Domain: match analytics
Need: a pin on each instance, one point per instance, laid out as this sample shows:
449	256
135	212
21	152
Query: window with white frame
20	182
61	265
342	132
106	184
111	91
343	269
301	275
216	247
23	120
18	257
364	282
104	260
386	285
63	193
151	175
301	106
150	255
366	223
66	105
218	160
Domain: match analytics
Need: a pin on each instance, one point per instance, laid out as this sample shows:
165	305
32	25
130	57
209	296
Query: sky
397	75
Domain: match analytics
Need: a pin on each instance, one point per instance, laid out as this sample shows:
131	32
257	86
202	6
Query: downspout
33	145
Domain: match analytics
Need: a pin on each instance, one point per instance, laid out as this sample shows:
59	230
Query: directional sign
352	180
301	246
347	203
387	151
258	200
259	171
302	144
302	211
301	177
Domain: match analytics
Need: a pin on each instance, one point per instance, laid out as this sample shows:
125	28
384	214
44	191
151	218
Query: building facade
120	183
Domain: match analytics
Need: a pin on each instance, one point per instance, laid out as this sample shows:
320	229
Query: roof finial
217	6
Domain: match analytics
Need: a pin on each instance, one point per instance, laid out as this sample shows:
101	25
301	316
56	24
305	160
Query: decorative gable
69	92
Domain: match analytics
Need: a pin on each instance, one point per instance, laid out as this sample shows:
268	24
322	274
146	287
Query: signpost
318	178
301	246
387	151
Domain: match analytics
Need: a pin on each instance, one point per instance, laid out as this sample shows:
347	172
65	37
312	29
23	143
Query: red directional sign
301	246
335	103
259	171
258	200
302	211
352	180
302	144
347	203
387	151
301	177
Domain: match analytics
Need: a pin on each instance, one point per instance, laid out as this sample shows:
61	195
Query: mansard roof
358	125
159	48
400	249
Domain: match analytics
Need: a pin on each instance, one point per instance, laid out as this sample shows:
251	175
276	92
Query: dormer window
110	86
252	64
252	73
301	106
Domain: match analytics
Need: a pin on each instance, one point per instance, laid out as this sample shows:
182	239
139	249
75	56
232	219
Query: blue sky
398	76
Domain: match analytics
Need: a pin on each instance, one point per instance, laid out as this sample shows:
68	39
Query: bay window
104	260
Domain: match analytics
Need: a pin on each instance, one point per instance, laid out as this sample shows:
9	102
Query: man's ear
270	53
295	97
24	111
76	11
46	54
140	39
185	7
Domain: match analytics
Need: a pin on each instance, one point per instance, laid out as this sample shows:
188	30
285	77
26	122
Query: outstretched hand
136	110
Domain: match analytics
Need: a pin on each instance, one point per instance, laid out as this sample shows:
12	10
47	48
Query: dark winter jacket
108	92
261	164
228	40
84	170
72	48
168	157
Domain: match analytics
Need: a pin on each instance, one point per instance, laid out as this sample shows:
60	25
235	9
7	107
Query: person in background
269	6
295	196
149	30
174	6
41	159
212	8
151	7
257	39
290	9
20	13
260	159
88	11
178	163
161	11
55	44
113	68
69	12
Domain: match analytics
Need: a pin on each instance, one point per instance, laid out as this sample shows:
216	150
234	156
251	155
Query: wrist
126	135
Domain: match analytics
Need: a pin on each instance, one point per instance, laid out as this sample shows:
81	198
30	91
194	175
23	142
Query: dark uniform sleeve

▸ **To do**
Produce an exact copy of all the records.

▸ **Exercise output**
Domain: match analytics
Need: a pin on each instance, one point per instance, laid out as this sample shows:
449	256
135	212
21	152
Query: window with white frame
20	182
61	265
342	132
106	184
111	91
343	269
301	275
216	247
23	120
18	257
364	282
104	260
386	285
63	193
151	175
301	106
150	255
366	223
66	105
218	160
Domain: match analytics
Need: a pin on each instance, one point per instance, laid out as this sample shows:
165	305
32	25
130	57
209	296
Query: sky
397	75
Domain: match analytics
Need: a pin on each instance, one point per instance, laid out as this sample shows:
131	32
257	86
202	6
Query: downspout
33	145
Domain: match analytics
Need: a pin on each instance, one point per instance, laid out as this sample shows:
59	230
Query: directional sign
352	180
301	246
347	203
387	151
258	200
259	171
302	144
302	211
301	177
Domain: match analytics
Need: a pin on each instance, one point per instance, laid out as this sample shows:
125	28
384	214
44	191
151	218
Query: building facade
120	183
Domain: match analytics
Need: a pin on each instance, one point per instance, laid out as this sample shows:
320	229
Query: roof finial
217	6
Domain: match analytics
Need: a pin on each instance, one point per instance, laid out as this sample shows:
101	25
301	316
56	24
305	160
Query: decorative gable
69	92
Domain: match analytics
Need: a pin on each instance, one point per instance, laid out as this sample shows:
268	24
322	274
146	287
Query: signpost
318	178
301	246
387	151
Domain: match analytics
Need: a pin on each instance, one point per instance, laid out as this sample shows:
347	172
65	37
312	29
23	143
Query: red directional sign
301	246
335	103
259	171
258	200
302	211
352	180
302	144
347	203
387	151
301	177
Domain: match analytics
Need: a pin on each instance, one point per instance, laid out as this sample shows:
61	195
Query: mansard roof
358	125
159	48
400	249
Domain: match analytics
Need: a pin on each instance, one point per instance, laid out as this sample shows:
251	175
276	92
Query: dormer window
110	86
252	64
252	73
301	106
Domain: match analytics
Need: a pin on each instance, one point per instance, laid out as this sample shows:
182	239
139	249
75	56
232	219
Query: blue sky
398	76
Domain: match analytics
Need: a pin on each instance, one point per instance, laid out as this sample shows:
68	39
Query: bay window
104	260
Domain: match analytics
Need: a pin on each instance, one point per instance, laid out as this sample shows:
9	102
Query: man's ear
270	53
295	97
24	111
76	11
46	54
140	39
185	7
Domain: match analytics
Need: a pin on each instance, one point per instance, laid out as this sample shows:
188	30
285	77
26	122
Query: outstretched hand
136	110
Domain: match analytics
Need: a pin on each instance, one point per instance, laid out as this sample shows:
12	10
47	48
Query: dark winter jacket
108	92
261	164
228	40
84	170
72	48
168	157
Domain: match analytics
Need: a pin on each instance, one point per instance, laid out as this sample shows:
60	25
235	9
7	107
Query: person in background
269	6
295	196
149	30
174	6
41	159
212	8
151	7
257	39
290	9
20	13
260	159
88	11
178	163
161	11
55	44
113	68
69	12
Domain: match analytics
Need: a pin on each instance, one point per instance, laid out as this sample shows:
216	150
234	156
251	155
Query: wrist
126	135
Domain: match analytics
Need: a pin on each instance, one point per instance, laid out as this sample shows:
81	198
30	91
194	175
23	142
Query: dark uniform sleeve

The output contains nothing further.